-- Start ROWS --

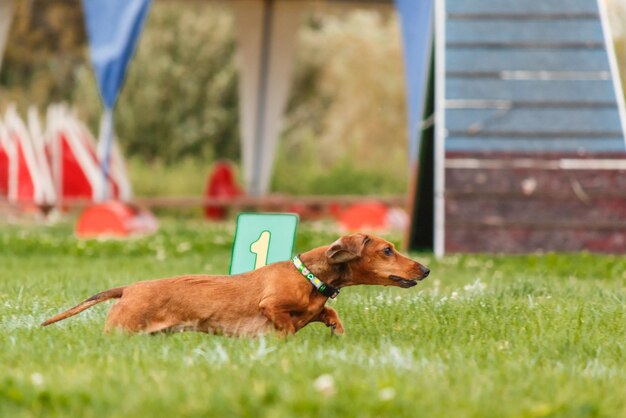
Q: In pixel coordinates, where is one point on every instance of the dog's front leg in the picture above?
(280, 317)
(330, 318)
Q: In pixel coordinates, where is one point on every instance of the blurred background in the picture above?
(182, 88)
(345, 126)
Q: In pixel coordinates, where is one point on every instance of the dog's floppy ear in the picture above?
(346, 248)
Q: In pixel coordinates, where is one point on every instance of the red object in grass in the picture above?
(115, 219)
(221, 184)
(364, 216)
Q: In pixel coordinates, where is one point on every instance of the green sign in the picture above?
(261, 239)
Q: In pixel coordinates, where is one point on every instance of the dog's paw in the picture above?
(336, 330)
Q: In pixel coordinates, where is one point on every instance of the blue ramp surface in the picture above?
(529, 76)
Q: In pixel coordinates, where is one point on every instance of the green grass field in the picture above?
(484, 336)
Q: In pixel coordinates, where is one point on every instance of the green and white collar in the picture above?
(322, 287)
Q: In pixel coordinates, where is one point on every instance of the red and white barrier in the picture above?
(42, 168)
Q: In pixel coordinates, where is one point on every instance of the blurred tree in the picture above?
(46, 43)
(180, 95)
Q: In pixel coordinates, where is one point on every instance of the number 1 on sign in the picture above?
(260, 248)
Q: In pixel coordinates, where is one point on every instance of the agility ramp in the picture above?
(528, 150)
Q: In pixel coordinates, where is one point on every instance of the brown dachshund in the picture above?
(283, 296)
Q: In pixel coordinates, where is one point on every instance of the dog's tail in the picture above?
(115, 293)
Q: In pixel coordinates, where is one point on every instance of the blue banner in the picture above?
(113, 28)
(416, 18)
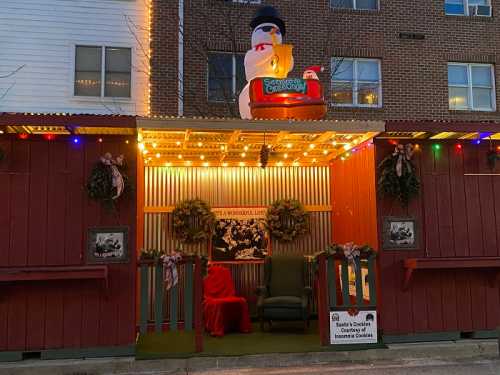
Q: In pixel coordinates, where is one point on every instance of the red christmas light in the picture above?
(49, 137)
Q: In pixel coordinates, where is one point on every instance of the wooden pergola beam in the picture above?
(223, 124)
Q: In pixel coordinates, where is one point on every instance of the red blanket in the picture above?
(222, 310)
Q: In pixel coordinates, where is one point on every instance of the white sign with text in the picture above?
(353, 329)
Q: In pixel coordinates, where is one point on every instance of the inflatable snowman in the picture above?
(267, 48)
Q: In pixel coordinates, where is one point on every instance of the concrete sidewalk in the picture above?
(395, 355)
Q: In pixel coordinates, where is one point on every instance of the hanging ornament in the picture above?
(397, 175)
(108, 181)
(264, 156)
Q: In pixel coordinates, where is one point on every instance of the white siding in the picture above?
(42, 34)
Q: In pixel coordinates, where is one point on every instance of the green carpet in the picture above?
(284, 338)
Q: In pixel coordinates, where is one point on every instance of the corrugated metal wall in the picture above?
(238, 186)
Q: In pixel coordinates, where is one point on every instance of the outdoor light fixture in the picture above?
(49, 137)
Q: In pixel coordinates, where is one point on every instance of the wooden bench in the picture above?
(99, 272)
(413, 264)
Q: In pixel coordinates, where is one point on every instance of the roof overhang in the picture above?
(215, 124)
(235, 142)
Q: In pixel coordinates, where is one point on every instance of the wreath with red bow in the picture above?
(397, 175)
(108, 181)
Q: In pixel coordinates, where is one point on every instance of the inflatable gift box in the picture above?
(287, 98)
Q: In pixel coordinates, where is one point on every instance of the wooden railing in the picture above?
(337, 291)
(178, 308)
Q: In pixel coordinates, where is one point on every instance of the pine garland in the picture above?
(193, 221)
(100, 184)
(397, 175)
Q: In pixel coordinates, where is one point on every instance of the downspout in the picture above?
(180, 62)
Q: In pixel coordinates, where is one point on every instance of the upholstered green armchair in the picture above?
(285, 295)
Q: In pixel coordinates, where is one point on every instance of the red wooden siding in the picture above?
(354, 198)
(44, 217)
(459, 216)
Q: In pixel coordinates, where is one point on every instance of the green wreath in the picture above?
(286, 220)
(397, 175)
(193, 221)
(102, 186)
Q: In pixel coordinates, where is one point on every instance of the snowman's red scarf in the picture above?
(261, 46)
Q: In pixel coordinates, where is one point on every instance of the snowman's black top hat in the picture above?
(268, 14)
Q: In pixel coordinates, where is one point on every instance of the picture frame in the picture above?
(107, 245)
(400, 233)
(240, 235)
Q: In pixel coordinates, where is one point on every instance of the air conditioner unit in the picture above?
(480, 10)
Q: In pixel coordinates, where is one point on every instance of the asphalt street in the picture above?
(428, 367)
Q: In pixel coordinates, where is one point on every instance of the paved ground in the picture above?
(428, 367)
(465, 357)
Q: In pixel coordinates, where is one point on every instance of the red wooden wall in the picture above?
(458, 216)
(44, 217)
(354, 198)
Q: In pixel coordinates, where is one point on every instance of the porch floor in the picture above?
(284, 338)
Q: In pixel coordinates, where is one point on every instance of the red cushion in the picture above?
(222, 310)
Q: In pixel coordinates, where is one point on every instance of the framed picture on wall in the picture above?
(400, 233)
(240, 234)
(107, 245)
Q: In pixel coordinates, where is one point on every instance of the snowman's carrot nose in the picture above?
(273, 35)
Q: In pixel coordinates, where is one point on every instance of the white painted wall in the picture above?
(42, 34)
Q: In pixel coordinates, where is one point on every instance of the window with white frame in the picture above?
(471, 87)
(103, 71)
(468, 7)
(355, 4)
(226, 76)
(356, 82)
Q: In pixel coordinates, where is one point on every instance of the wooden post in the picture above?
(371, 280)
(344, 274)
(359, 283)
(198, 305)
(188, 297)
(143, 294)
(159, 293)
(323, 310)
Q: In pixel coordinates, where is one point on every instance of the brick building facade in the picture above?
(414, 44)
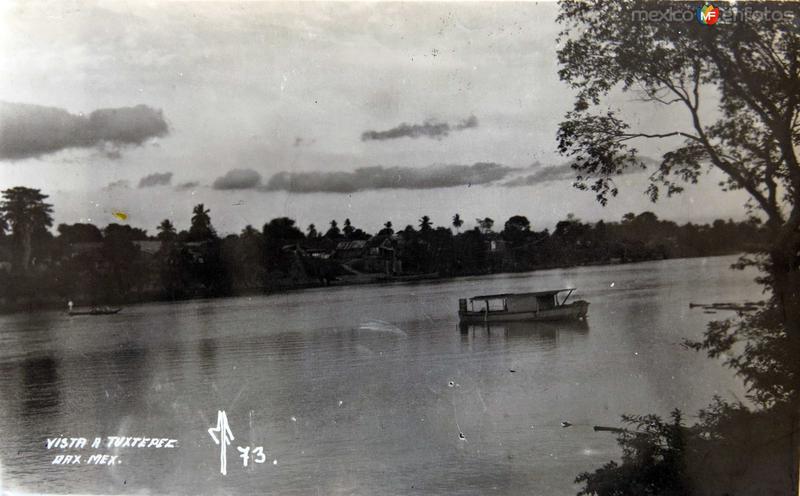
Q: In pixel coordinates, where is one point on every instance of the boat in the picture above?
(95, 311)
(535, 306)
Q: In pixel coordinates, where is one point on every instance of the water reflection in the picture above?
(536, 331)
(208, 355)
(40, 391)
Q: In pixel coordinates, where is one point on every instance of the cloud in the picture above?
(379, 177)
(186, 186)
(544, 175)
(155, 179)
(33, 130)
(563, 172)
(238, 179)
(429, 129)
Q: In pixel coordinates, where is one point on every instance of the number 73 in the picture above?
(257, 453)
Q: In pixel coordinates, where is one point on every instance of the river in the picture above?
(362, 389)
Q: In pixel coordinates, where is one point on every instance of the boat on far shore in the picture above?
(94, 311)
(534, 306)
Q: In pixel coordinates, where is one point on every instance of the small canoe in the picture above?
(536, 306)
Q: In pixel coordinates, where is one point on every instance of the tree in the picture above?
(333, 232)
(425, 224)
(348, 229)
(201, 228)
(166, 231)
(516, 229)
(738, 88)
(485, 225)
(25, 212)
(387, 229)
(457, 222)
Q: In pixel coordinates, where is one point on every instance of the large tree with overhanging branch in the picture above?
(737, 84)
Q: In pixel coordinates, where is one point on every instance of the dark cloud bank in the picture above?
(156, 179)
(32, 130)
(378, 177)
(428, 129)
(238, 179)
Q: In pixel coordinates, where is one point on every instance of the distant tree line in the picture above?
(122, 263)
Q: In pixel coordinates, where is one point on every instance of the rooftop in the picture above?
(534, 293)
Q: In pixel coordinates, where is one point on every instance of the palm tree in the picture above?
(387, 229)
(24, 211)
(249, 232)
(166, 231)
(425, 223)
(201, 228)
(485, 224)
(457, 222)
(348, 228)
(334, 231)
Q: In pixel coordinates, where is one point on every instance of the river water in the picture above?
(362, 389)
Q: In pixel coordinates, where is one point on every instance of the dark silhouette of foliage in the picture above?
(751, 72)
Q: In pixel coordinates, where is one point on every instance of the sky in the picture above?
(315, 111)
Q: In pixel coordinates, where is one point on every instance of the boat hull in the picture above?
(572, 311)
(93, 312)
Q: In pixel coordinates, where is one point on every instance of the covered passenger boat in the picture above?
(539, 305)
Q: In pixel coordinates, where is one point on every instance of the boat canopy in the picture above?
(511, 295)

-- End ROWS --

TASK TO CARRY OUT:
Rewrite all the lines above as a Markdown table with two columns, Row and Line, numbering the rows in order. Skip blank lines and leave the pictures out.

RESULT OF THIS TASK:
| Row | Line |
|---|---|
| 1 | Q: In pixel coordinates, where is one point on every instance of the dog's front leg in the picture above? |
| 2 | (280, 317) |
| 3 | (330, 318) |
| 4 | Q: In pixel coordinates, where is one point on every instance of the blurred background in the picture above? |
| 5 | (182, 88) |
| 6 | (345, 126) |
| 7 | Q: In pixel coordinates, where is one point on every instance of the dog's floppy ear in the picture above? |
| 8 | (346, 248) |
| 9 | Q: In pixel coordinates, where is one point on every instance of the red object in grass in the picture above? |
| 10 | (115, 219) |
| 11 | (221, 184) |
| 12 | (364, 216) |
| 13 | Q: In pixel coordinates, where is one point on every instance of the green sign in the picture above? |
| 14 | (261, 239) |
| 15 | Q: In pixel coordinates, where is one point on every instance of the dog's paw in the picture above? |
| 16 | (336, 330) |
| 17 | Q: In pixel coordinates, where is one point on every instance of the blue ramp surface in the picture above? |
| 18 | (529, 76) |
| 19 | Q: In pixel coordinates, where is one point on every instance of the green grass field in the picture above? |
| 20 | (484, 336) |
| 21 | Q: In pixel coordinates, where is one point on every instance of the green and white collar in the picture above? |
| 22 | (322, 287) |
| 23 | Q: In pixel coordinates, where is one point on every instance of the red and white barrier in the picture above? |
| 24 | (42, 168) |
| 25 | Q: In pixel coordinates, where is one point on every instance of the blurred tree in the picture above? |
| 26 | (46, 43) |
| 27 | (180, 95) |
| 28 | Q: In pixel coordinates, where is one point on every instance of the number 1 on sign in the picture above? |
| 29 | (260, 248) |
| 30 | Q: In pixel coordinates, where is one point on every instance of the agility ramp in the picture above? |
| 31 | (528, 150) |
| 32 | Q: In pixel coordinates, where is one point on every instance of the brown dachshund in the picture above? |
| 33 | (283, 296) |
| 34 | Q: In pixel coordinates, where is one point on every instance of the dog's tail in the picture above? |
| 35 | (115, 293) |
| 36 | Q: In pixel coordinates, where is one point on every instance of the blue banner in the picture above? |
| 37 | (113, 28) |
| 38 | (416, 18) |
| 39 | Q: In pixel coordinates, where is one point on every instance of the red christmas light in the picture above? |
| 40 | (49, 137) |
| 41 | Q: In pixel coordinates, where is one point on every instance of the wooden pergola beam in the picture above? |
| 42 | (223, 124) |
| 43 | Q: In pixel coordinates, where is one point on every instance of the red blanket in the picture above? |
| 44 | (222, 310) |
| 45 | Q: In pixel coordinates, where is one point on every instance of the white sign with text in the picture above? |
| 46 | (353, 329) |
| 47 | Q: In pixel coordinates, where is one point on every instance of the inflatable snowman in the picture above? |
| 48 | (267, 48) |
| 49 | Q: In pixel coordinates, where is one point on every instance of the concrete sidewalk in the picture above? |
| 50 | (395, 355) |
| 51 | Q: In pixel coordinates, where is one point on every instance of the hanging ornament in the picture above? |
| 52 | (397, 175) |
| 53 | (108, 181) |
| 54 | (264, 156) |
| 55 | Q: In pixel coordinates, where is one point on every instance of the white siding in the picture above? |
| 56 | (42, 34) |
| 57 | Q: In pixel coordinates, where is one point on every instance of the green carpet in the picture above? |
| 58 | (284, 338) |
| 59 | Q: In pixel coordinates, where is one point on every instance of the corrugated metal wall in the picture above? |
| 60 | (238, 186) |
| 61 | Q: In pixel coordinates, where is one point on every instance of the outdoor light fixture in the picture above? |
| 62 | (49, 137) |
| 63 | Q: In pixel coordinates, where is one point on every instance of the wooden bench in the picture above? |
| 64 | (99, 272) |
| 65 | (413, 264) |
| 66 | Q: In pixel coordinates, where is one point on every instance of the roof overhang in the picture above? |
| 67 | (215, 124) |
| 68 | (235, 142) |
| 69 | Q: In pixel coordinates, where is one point on every instance of the wreath with red bow in the picture above? |
| 70 | (397, 175) |
| 71 | (108, 181) |
| 72 | Q: In pixel coordinates, where is one point on every instance of the inflatable gift box in the picture above? |
| 73 | (287, 98) |
| 74 | Q: In pixel coordinates, where is one point on every instance of the wooden railing in the picture above? |
| 75 | (337, 291) |
| 76 | (178, 308) |
| 77 | Q: In pixel coordinates, where is one point on every instance of the pine garland in the picture above? |
| 78 | (193, 221) |
| 79 | (100, 184) |
| 80 | (397, 175) |
| 81 | Q: In pixel coordinates, where is one point on every instance of the downspout in the picture above? |
| 82 | (180, 62) |
| 83 | Q: In pixel coordinates, where is one point on every instance of the upholstered green armchair in the picture above? |
| 84 | (285, 295) |
| 85 | Q: In pixel coordinates, where is one point on every instance of the red wooden siding in the picture above? |
| 86 | (354, 198) |
| 87 | (44, 217) |
| 88 | (459, 216) |
| 89 | Q: In pixel coordinates, where is one point on every instance of the green wreath in the picture above? |
| 90 | (286, 220) |
| 91 | (397, 175) |
| 92 | (193, 221) |
| 93 | (102, 186) |
| 94 | Q: In pixel coordinates, where is one point on every instance of the snowman's red scarf in the picture above? |
| 95 | (261, 46) |
| 96 | Q: In pixel coordinates, where is one point on every instance of the snowman's black top hat in the picture above? |
| 97 | (268, 14) |
| 98 | Q: In pixel coordinates, where is one point on every instance of the picture frame in the picture above? |
| 99 | (107, 245) |
| 100 | (400, 233) |
| 101 | (240, 235) |
| 102 | Q: In pixel coordinates, where is one point on every instance of the air conditioner unit in the picture above? |
| 103 | (480, 10) |
| 104 | Q: In pixel coordinates, where is one point on every instance of the asphalt street in the picture above? |
| 105 | (428, 367) |
| 106 | Q: In pixel coordinates, where is one point on every instance of the paved ground in the picture above? |
| 107 | (428, 367) |
| 108 | (465, 357) |
| 109 | Q: In pixel coordinates, where is one point on every instance of the red wooden wall in the picture above? |
| 110 | (458, 216) |
| 111 | (44, 217) |
| 112 | (354, 198) |
| 113 | Q: In pixel coordinates, where is one point on every instance of the porch floor in the picture above? |
| 114 | (284, 338) |
| 115 | Q: In pixel coordinates, where is one point on every instance of the red cushion in the picture above? |
| 116 | (222, 310) |
| 117 | Q: In pixel coordinates, where is one point on every instance of the framed picture on wall in the picture above? |
| 118 | (400, 233) |
| 119 | (240, 234) |
| 120 | (107, 245) |
| 121 | Q: In pixel coordinates, where is one point on every instance of the snowman's carrot nose in the picture above? |
| 122 | (273, 35) |
| 123 | Q: In pixel coordinates, where is one point on every instance of the white painted wall in the picture above? |
| 124 | (42, 34) |
| 125 | Q: In pixel coordinates, where is one point on every instance of the window with white frame in the picture above? |
| 126 | (471, 87) |
| 127 | (103, 71) |
| 128 | (468, 7) |
| 129 | (355, 4) |
| 130 | (226, 76) |
| 131 | (356, 82) |
| 132 | Q: In pixel coordinates, where is one point on every instance of the wooden post in the picture above? |
| 133 | (371, 280) |
| 134 | (344, 274) |
| 135 | (359, 283) |
| 136 | (198, 305) |
| 137 | (188, 297) |
| 138 | (143, 294) |
| 139 | (159, 293) |
| 140 | (323, 310) |
| 141 | Q: In pixel coordinates, where is one point on every instance of the brick building facade in the picture above? |
| 142 | (414, 44) |
| 143 | Q: In pixel coordinates, where is one point on every instance of the boat in the picture above? |
| 144 | (95, 311) |
| 145 | (535, 306) |
| 146 | Q: In pixel coordinates, where is one point on every instance of the water reflection in the picture above? |
| 147 | (536, 331) |
| 148 | (208, 355) |
| 149 | (40, 391) |
| 150 | Q: In pixel coordinates, where is one point on every instance of the cloud in the picture above? |
| 151 | (379, 177) |
| 152 | (186, 186) |
| 153 | (544, 175) |
| 154 | (155, 179) |
| 155 | (33, 130) |
| 156 | (563, 172) |
| 157 | (238, 179) |
| 158 | (429, 129) |
| 159 | Q: In pixel coordinates, where is one point on every instance of the number 73 in the picture above? |
| 160 | (257, 453) |
| 161 | Q: In pixel coordinates, where is one point on every instance of the river in the picture above? |
| 162 | (362, 389) |
| 163 | Q: In pixel coordinates, where is one point on every instance of the boat on far shore in the picture above? |
| 164 | (94, 311) |
| 165 | (534, 306) |
| 166 | Q: In pixel coordinates, where is one point on every instance of the small canoe in the picture above? |
| 167 | (536, 306) |
| 168 | Q: In pixel coordinates, where is one point on every instance of the tree in the picture above? |
| 169 | (333, 232) |
| 170 | (425, 224) |
| 171 | (348, 229) |
| 172 | (201, 228) |
| 173 | (166, 231) |
| 174 | (516, 229) |
| 175 | (738, 88) |
| 176 | (485, 225) |
| 177 | (25, 212) |
| 178 | (387, 229) |
| 179 | (457, 222) |
| 180 | Q: In pixel coordinates, where is one point on every instance of the large tree with overhanging branch in the picture above? |
| 181 | (737, 84) |
| 182 | Q: In pixel coordinates, where is one point on every instance of the dark cloud bank in the picture above? |
| 183 | (156, 179) |
| 184 | (32, 130) |
| 185 | (378, 177) |
| 186 | (428, 129) |
| 187 | (238, 179) |
| 188 | Q: In pixel coordinates, where is one point on every instance of the distant tree line in the picture above? |
| 189 | (122, 263) |
| 190 | Q: In pixel coordinates, where is one point on every instance of the rooftop in the picture above? |
| 191 | (534, 293) |
| 192 | Q: In pixel coordinates, where is one point on every instance of the palm tree in the picture above? |
| 193 | (387, 229) |
| 194 | (24, 211) |
| 195 | (249, 232) |
| 196 | (166, 231) |
| 197 | (425, 223) |
| 198 | (201, 228) |
| 199 | (485, 224) |
| 200 | (457, 222) |
| 201 | (348, 228) |
| 202 | (334, 231) |
| 203 | Q: In pixel coordinates, where is one point on every instance of the river water in the picture above? |
| 204 | (362, 389) |
| 205 | Q: In pixel coordinates, where is one point on every instance of the dark silhouette of foliage in the picture above? |
| 206 | (751, 72) |
| 207 | Q: In pixel coordinates, where is one point on every instance of the sky in the picture above? |
| 208 | (315, 111) |
| 209 | Q: In pixel coordinates, where is one point on every instance of the boat hull in the picture above? |
| 210 | (572, 311) |
| 211 | (93, 312) |
| 212 | Q: In pixel coordinates, where is one point on every instance of the covered passenger boat in the picture above? |
| 213 | (539, 305) |
| 214 | Q: In pixel coordinates, where is one point on every instance of the boat canopy in the picture above? |
| 215 | (511, 295) |